▶ **PROBLEM 1**: Print the portion of the Saffron Aldridge biography that begins at the words "Saffron Aldridge (born" and stops after the words "and Ruby Aldridge.".
▶ **PROBLEM 2**: In one to three sentences, explain what led Saffron Aldridge to go along to the Take Two modeling agency, using the reason the biography gives.

▶ **DOCUMENT PASSAGE**:

- Born: 1968 (age 57–58) London, England
- Spouses: Toby Constantine ​ ​(m. 1994; div. 1999)​; Ian Wace ​ ​(m. 2012, divorced)​;
- Children: 2
- Father: Alan Aldridge
- Relatives: Miles Aldridge (brother); Lily Aldridge (half-sister); Ruby Aldridge (half-sister); Caleb Followill (half-brother-in-law);
- Modeling information
- Height: 5 ft 9.75 in (177 cm)
- Hair color: Brown
- Eye color: Green

= Saffron Aldridge =

English fashion model

Saffron Aldridge (born 1968) is an English fashion model. Discovered at the age of sixteen, she rose to prominence working for Ralph Lauren in the 1990s. Her siblings include fashion photographer Miles Aldridge and half-sisters, models Lily Aldridge and Ruby Aldridge.

==Early life==
Born in Parliament Hill, North London, Aldridge is the daughter of graphic designer Alan Aldridge and Rita Farthing. From age 13 to 16, she worked at Camden Lock market and people often suggested that she should be a model. She knew a girl working on a stall who was with the Take Two modeling agency, so one day she decided to go along and they took her on.

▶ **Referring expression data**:
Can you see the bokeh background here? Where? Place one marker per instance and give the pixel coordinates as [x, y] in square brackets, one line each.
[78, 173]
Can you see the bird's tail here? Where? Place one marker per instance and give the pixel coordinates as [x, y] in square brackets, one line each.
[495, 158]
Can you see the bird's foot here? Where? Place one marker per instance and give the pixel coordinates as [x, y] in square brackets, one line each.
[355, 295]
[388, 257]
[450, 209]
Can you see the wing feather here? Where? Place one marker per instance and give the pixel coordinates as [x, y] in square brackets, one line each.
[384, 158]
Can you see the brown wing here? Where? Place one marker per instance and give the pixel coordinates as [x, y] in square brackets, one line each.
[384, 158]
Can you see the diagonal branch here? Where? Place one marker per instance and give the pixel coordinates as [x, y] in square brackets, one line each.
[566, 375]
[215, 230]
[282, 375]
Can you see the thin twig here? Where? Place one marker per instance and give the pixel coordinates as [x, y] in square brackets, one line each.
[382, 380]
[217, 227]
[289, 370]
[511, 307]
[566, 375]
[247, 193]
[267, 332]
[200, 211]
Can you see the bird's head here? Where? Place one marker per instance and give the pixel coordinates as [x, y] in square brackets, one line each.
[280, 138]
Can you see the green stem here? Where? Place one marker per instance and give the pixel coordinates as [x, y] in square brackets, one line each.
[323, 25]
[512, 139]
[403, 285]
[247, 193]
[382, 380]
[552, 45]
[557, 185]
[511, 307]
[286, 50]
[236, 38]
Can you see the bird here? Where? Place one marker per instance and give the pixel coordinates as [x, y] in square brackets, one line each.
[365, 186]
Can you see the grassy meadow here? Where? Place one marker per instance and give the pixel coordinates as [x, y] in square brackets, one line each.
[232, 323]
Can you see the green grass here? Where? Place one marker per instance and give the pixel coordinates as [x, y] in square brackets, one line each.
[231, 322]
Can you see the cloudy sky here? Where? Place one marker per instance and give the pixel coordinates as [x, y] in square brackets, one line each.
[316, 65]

▶ **TASK SOLUTION 1**:
Saffron Aldridge (born 1968) is an English fashion model. Discovered at the age of sixteen, she rose to prominence working for Ralph Lauren in the 1990s. Her siblings include fashion photographer Miles Aldridge and half-sisters, models Lily Aldridge and Ruby Aldridge.

▶ **TASK SOLUTION 2**: While she worked at Camden Lock market, people often suggested that she should be a model. She knew a girl working on a stall there who was with the Take Two modeling agency, so one day she decided to go along, and the agency took her on.